— Begin —

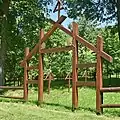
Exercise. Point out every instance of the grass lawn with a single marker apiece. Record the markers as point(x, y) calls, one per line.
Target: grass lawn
point(57, 106)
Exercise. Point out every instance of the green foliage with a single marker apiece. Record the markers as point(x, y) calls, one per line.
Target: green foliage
point(24, 21)
point(93, 9)
point(57, 106)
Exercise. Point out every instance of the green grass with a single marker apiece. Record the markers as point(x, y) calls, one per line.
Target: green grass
point(57, 106)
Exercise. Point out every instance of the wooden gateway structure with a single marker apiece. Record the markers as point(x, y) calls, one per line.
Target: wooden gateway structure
point(98, 49)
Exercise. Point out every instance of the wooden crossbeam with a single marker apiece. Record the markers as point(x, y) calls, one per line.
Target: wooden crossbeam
point(14, 97)
point(33, 81)
point(110, 89)
point(11, 87)
point(50, 50)
point(86, 65)
point(85, 42)
point(88, 83)
point(47, 35)
point(56, 9)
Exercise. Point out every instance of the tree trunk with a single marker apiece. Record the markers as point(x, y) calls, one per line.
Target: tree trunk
point(3, 39)
point(118, 16)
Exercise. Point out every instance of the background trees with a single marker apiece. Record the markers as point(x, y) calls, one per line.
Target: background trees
point(99, 10)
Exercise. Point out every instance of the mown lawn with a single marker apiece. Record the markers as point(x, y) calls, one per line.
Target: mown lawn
point(57, 106)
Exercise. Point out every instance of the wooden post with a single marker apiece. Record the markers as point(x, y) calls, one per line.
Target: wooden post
point(99, 83)
point(74, 68)
point(69, 77)
point(50, 77)
point(40, 76)
point(26, 76)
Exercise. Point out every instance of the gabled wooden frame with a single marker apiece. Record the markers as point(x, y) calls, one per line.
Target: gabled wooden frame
point(74, 47)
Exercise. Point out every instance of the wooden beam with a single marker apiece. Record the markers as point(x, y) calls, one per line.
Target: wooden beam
point(110, 106)
point(85, 43)
point(74, 69)
point(47, 35)
point(13, 97)
point(26, 76)
point(88, 83)
point(32, 67)
point(110, 89)
point(11, 87)
point(86, 65)
point(40, 72)
point(32, 81)
point(99, 79)
point(50, 50)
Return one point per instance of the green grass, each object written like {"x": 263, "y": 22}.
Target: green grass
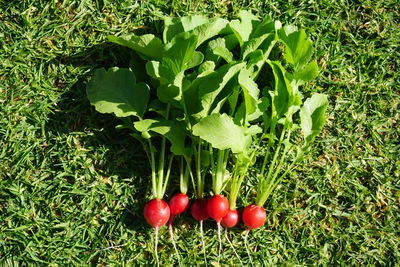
{"x": 71, "y": 186}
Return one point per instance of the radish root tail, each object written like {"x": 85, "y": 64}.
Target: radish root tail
{"x": 247, "y": 246}
{"x": 220, "y": 241}
{"x": 155, "y": 246}
{"x": 234, "y": 250}
{"x": 171, "y": 232}
{"x": 202, "y": 242}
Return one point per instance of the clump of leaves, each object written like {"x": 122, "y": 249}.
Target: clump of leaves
{"x": 216, "y": 94}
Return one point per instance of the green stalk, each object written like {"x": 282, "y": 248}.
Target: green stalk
{"x": 200, "y": 180}
{"x": 218, "y": 178}
{"x": 184, "y": 181}
{"x": 167, "y": 175}
{"x": 263, "y": 193}
{"x": 153, "y": 170}
{"x": 270, "y": 144}
{"x": 161, "y": 169}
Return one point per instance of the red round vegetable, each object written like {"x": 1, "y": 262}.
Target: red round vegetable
{"x": 254, "y": 216}
{"x": 178, "y": 204}
{"x": 199, "y": 210}
{"x": 217, "y": 207}
{"x": 156, "y": 212}
{"x": 230, "y": 219}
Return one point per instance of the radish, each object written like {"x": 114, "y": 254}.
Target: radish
{"x": 254, "y": 216}
{"x": 199, "y": 210}
{"x": 178, "y": 204}
{"x": 230, "y": 219}
{"x": 217, "y": 207}
{"x": 156, "y": 213}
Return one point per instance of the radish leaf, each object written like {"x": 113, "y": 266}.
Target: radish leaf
{"x": 147, "y": 45}
{"x": 221, "y": 132}
{"x": 312, "y": 116}
{"x": 298, "y": 47}
{"x": 115, "y": 91}
{"x": 174, "y": 131}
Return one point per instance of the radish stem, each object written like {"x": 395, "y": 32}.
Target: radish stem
{"x": 202, "y": 242}
{"x": 219, "y": 239}
{"x": 247, "y": 246}
{"x": 155, "y": 246}
{"x": 171, "y": 232}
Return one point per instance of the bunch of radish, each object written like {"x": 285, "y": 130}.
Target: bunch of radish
{"x": 206, "y": 100}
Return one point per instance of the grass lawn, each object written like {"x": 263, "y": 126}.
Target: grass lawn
{"x": 72, "y": 187}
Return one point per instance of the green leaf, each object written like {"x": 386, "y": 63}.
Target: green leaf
{"x": 178, "y": 53}
{"x": 175, "y": 26}
{"x": 250, "y": 90}
{"x": 206, "y": 68}
{"x": 174, "y": 131}
{"x": 211, "y": 85}
{"x": 221, "y": 132}
{"x": 253, "y": 44}
{"x": 312, "y": 116}
{"x": 196, "y": 59}
{"x": 298, "y": 47}
{"x": 153, "y": 69}
{"x": 306, "y": 74}
{"x": 147, "y": 44}
{"x": 245, "y": 26}
{"x": 282, "y": 96}
{"x": 217, "y": 48}
{"x": 115, "y": 91}
{"x": 266, "y": 26}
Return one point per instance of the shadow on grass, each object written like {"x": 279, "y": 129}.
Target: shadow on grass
{"x": 120, "y": 155}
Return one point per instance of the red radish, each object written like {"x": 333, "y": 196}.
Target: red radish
{"x": 217, "y": 207}
{"x": 156, "y": 212}
{"x": 199, "y": 210}
{"x": 230, "y": 219}
{"x": 254, "y": 216}
{"x": 178, "y": 204}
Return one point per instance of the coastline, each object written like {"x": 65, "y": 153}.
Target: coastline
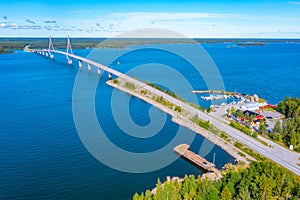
{"x": 185, "y": 122}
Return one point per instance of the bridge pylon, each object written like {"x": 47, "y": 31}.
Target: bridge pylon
{"x": 69, "y": 51}
{"x": 51, "y": 48}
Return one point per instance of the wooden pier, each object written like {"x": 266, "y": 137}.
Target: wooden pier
{"x": 212, "y": 92}
{"x": 183, "y": 150}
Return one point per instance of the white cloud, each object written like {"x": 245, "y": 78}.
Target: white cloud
{"x": 295, "y": 2}
{"x": 166, "y": 16}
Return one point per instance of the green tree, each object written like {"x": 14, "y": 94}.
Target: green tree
{"x": 243, "y": 194}
{"x": 226, "y": 194}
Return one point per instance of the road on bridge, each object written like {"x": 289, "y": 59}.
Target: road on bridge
{"x": 277, "y": 153}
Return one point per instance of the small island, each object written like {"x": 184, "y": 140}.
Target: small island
{"x": 249, "y": 44}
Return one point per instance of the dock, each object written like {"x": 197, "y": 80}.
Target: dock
{"x": 183, "y": 150}
{"x": 212, "y": 92}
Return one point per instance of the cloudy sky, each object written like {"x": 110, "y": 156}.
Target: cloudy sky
{"x": 108, "y": 18}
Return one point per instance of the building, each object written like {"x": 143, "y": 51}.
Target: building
{"x": 252, "y": 106}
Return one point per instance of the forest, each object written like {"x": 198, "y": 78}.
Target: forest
{"x": 261, "y": 181}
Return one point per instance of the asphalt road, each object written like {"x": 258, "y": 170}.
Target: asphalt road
{"x": 277, "y": 153}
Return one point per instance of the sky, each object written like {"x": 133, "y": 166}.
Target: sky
{"x": 191, "y": 18}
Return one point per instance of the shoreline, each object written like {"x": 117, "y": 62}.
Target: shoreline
{"x": 185, "y": 122}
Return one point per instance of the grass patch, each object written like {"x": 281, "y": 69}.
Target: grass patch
{"x": 130, "y": 85}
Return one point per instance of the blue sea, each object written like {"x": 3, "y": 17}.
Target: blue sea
{"x": 41, "y": 154}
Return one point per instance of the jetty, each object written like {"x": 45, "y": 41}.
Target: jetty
{"x": 183, "y": 150}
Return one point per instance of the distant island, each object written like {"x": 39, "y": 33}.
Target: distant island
{"x": 5, "y": 51}
{"x": 247, "y": 44}
{"x": 10, "y": 44}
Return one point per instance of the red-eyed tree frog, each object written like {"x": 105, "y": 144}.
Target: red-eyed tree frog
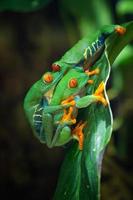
{"x": 52, "y": 103}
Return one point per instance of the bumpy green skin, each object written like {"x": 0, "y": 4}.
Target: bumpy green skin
{"x": 51, "y": 131}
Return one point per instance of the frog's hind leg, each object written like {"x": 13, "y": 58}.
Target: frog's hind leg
{"x": 47, "y": 123}
{"x": 78, "y": 133}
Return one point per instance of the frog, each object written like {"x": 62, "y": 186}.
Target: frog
{"x": 53, "y": 102}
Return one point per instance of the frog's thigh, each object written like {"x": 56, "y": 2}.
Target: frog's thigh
{"x": 47, "y": 122}
{"x": 64, "y": 136}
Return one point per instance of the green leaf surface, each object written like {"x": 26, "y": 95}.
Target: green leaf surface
{"x": 22, "y": 5}
{"x": 80, "y": 173}
{"x": 124, "y": 7}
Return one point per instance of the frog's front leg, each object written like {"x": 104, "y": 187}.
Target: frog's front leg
{"x": 98, "y": 96}
{"x": 55, "y": 136}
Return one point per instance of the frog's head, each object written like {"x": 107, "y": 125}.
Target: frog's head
{"x": 52, "y": 77}
{"x": 72, "y": 84}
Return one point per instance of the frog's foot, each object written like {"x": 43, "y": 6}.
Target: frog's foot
{"x": 68, "y": 117}
{"x": 69, "y": 100}
{"x": 90, "y": 81}
{"x": 78, "y": 133}
{"x": 93, "y": 72}
{"x": 99, "y": 94}
{"x": 120, "y": 30}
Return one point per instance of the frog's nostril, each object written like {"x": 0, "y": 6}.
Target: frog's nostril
{"x": 55, "y": 67}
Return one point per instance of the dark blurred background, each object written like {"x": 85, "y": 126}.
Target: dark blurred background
{"x": 30, "y": 40}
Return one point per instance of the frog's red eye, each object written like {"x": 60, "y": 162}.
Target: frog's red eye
{"x": 73, "y": 83}
{"x": 55, "y": 67}
{"x": 48, "y": 78}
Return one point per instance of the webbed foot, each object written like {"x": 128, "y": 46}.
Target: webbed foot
{"x": 99, "y": 94}
{"x": 69, "y": 101}
{"x": 68, "y": 117}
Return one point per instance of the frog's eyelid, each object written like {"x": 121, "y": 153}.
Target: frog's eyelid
{"x": 73, "y": 83}
{"x": 47, "y": 78}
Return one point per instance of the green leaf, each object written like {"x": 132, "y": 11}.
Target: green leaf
{"x": 22, "y": 5}
{"x": 81, "y": 171}
{"x": 124, "y": 7}
{"x": 80, "y": 174}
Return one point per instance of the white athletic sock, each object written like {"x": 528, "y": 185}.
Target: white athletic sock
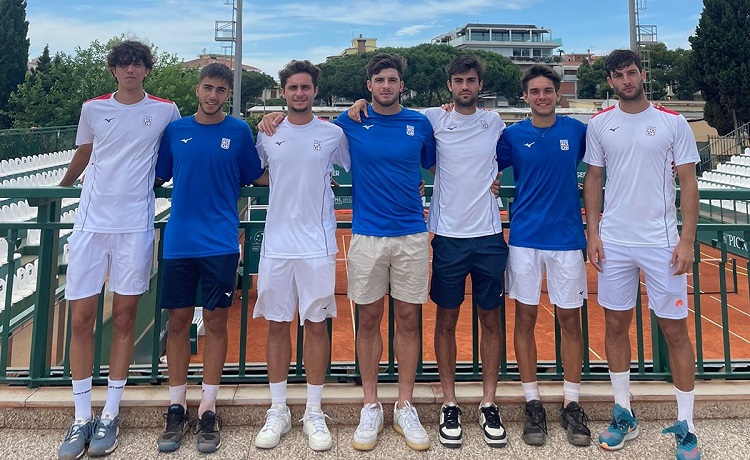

— End —

Stated exercise:
Starting with the first line of the items and ending with the line that contains "point(118, 16)", copy the lines again with "wooden" changed to "timber" and everything else unchanged. Omit the pictures.

Written reply:
Exercise. Point out every instance of the grass lawn with a single marker apiece. Record the markers as point(x, y) calls, one per line.
Target: grass lawn
point(57, 106)
Exercise. Point out every instance of the green foliage with a single marker apiece. Record the markers as point(x, y) calls, one per line.
Target: green foliage
point(24, 21)
point(93, 9)
point(57, 106)
Exercise. Point out every instance of the green grass with a single marker apiece. Record the markers as point(x, y) calls, one per line.
Target: green grass
point(57, 106)
Exercise. Point out every instance of the timber gateway structure with a single marker apiece. Record the markers as point(x, y) calls, one per line.
Target: timber gateway structure
point(98, 49)
Exercise. Point out every instance of the timber crossbeam with a single marker apiece. Record the markers as point(x, y) calls, one per line.
Target: timber crossbeam
point(14, 97)
point(33, 81)
point(110, 89)
point(11, 87)
point(50, 50)
point(86, 65)
point(85, 42)
point(88, 83)
point(47, 35)
point(56, 9)
Exercise. Point out every instance of the tree trunk with a single marker apiece. Record the markers as point(x, y) calls, one per line.
Target: tree trunk
point(3, 39)
point(118, 16)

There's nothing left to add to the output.